> _What you need to do_:
In the listing that follows, how many lines include the string "motorcycle"? Reply with only the number.

> _Input data_:
┄┄┄┄┄┄┄┄┄┄
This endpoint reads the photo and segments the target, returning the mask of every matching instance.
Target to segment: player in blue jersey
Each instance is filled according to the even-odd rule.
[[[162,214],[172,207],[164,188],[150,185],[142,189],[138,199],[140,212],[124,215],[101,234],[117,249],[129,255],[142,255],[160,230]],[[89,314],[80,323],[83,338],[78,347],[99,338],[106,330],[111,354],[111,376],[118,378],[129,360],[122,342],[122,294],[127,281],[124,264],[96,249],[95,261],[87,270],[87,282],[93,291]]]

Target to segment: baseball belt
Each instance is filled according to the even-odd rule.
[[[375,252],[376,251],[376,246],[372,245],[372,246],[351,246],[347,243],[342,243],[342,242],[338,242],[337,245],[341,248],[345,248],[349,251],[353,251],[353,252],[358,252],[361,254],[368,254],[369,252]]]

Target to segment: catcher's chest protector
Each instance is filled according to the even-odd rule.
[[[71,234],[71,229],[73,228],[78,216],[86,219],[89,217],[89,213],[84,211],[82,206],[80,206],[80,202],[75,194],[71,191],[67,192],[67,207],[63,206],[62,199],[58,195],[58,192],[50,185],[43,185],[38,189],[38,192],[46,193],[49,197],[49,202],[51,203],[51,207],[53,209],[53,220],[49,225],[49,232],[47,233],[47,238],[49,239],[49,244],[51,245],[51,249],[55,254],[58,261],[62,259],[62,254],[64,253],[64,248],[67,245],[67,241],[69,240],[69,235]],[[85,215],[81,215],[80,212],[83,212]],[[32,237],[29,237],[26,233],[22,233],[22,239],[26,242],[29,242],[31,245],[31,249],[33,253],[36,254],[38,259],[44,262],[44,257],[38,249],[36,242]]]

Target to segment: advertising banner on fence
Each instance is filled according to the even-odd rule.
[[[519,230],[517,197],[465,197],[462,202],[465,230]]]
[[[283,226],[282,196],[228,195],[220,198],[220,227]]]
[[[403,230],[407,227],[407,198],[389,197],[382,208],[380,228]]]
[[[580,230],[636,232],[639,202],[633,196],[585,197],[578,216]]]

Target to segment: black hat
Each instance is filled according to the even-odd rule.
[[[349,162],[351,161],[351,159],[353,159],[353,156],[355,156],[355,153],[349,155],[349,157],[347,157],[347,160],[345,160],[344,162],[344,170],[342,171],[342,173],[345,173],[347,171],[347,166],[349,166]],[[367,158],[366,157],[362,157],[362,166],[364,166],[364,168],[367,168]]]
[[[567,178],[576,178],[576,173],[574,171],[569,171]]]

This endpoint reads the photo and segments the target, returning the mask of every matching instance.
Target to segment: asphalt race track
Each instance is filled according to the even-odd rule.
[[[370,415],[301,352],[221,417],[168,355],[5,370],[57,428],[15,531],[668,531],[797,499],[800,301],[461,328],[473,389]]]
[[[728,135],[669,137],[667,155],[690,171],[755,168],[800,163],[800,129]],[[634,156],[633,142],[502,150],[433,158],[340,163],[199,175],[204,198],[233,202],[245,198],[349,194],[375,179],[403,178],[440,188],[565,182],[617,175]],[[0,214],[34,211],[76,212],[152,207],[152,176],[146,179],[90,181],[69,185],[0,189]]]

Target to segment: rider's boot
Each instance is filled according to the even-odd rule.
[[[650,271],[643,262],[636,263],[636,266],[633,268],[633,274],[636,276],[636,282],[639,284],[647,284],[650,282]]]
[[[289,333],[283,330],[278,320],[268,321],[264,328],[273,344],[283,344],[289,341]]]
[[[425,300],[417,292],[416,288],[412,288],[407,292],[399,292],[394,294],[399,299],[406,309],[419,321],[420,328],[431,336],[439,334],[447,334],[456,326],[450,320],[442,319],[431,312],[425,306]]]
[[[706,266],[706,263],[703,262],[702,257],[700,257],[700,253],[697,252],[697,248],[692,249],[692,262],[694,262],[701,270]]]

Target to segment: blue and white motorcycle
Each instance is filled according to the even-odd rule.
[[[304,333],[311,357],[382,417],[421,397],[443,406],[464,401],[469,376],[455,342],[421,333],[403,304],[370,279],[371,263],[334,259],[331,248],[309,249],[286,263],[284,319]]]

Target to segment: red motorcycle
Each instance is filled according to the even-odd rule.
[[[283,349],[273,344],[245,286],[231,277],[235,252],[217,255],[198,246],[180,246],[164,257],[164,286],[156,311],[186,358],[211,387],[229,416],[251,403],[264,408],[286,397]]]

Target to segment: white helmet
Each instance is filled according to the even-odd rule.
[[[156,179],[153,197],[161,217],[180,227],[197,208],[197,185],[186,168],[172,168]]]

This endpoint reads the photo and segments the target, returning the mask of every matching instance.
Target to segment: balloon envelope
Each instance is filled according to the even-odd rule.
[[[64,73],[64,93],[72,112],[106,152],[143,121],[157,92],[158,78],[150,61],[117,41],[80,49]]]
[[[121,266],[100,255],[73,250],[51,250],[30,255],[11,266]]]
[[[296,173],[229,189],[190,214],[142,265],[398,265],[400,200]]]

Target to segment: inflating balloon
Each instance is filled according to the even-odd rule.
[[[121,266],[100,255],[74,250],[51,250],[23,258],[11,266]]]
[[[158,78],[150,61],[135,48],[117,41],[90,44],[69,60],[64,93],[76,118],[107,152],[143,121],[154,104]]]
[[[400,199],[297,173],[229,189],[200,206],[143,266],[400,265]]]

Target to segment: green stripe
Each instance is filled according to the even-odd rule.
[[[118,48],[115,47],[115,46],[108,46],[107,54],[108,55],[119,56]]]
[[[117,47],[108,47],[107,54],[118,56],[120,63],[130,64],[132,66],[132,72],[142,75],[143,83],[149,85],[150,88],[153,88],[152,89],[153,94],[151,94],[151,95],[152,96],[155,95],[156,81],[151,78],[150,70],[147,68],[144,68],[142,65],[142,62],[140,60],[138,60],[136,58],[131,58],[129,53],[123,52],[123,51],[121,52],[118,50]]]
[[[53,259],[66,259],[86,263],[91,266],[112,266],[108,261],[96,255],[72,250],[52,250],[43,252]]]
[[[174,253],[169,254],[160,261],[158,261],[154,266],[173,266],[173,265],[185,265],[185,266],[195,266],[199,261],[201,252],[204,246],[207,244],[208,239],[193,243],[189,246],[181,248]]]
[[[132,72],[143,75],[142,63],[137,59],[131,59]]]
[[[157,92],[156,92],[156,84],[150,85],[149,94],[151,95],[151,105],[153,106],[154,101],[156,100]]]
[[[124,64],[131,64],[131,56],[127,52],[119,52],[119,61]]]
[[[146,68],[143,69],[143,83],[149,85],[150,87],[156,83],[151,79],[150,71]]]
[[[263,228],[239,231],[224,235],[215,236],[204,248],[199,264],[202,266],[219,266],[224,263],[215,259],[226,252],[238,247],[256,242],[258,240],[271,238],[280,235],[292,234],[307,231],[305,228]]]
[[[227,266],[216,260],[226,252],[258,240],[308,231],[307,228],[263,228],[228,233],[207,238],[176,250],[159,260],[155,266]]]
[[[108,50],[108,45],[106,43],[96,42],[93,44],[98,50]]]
┄┄┄┄┄┄┄┄┄┄
> _Response to this exercise_:
2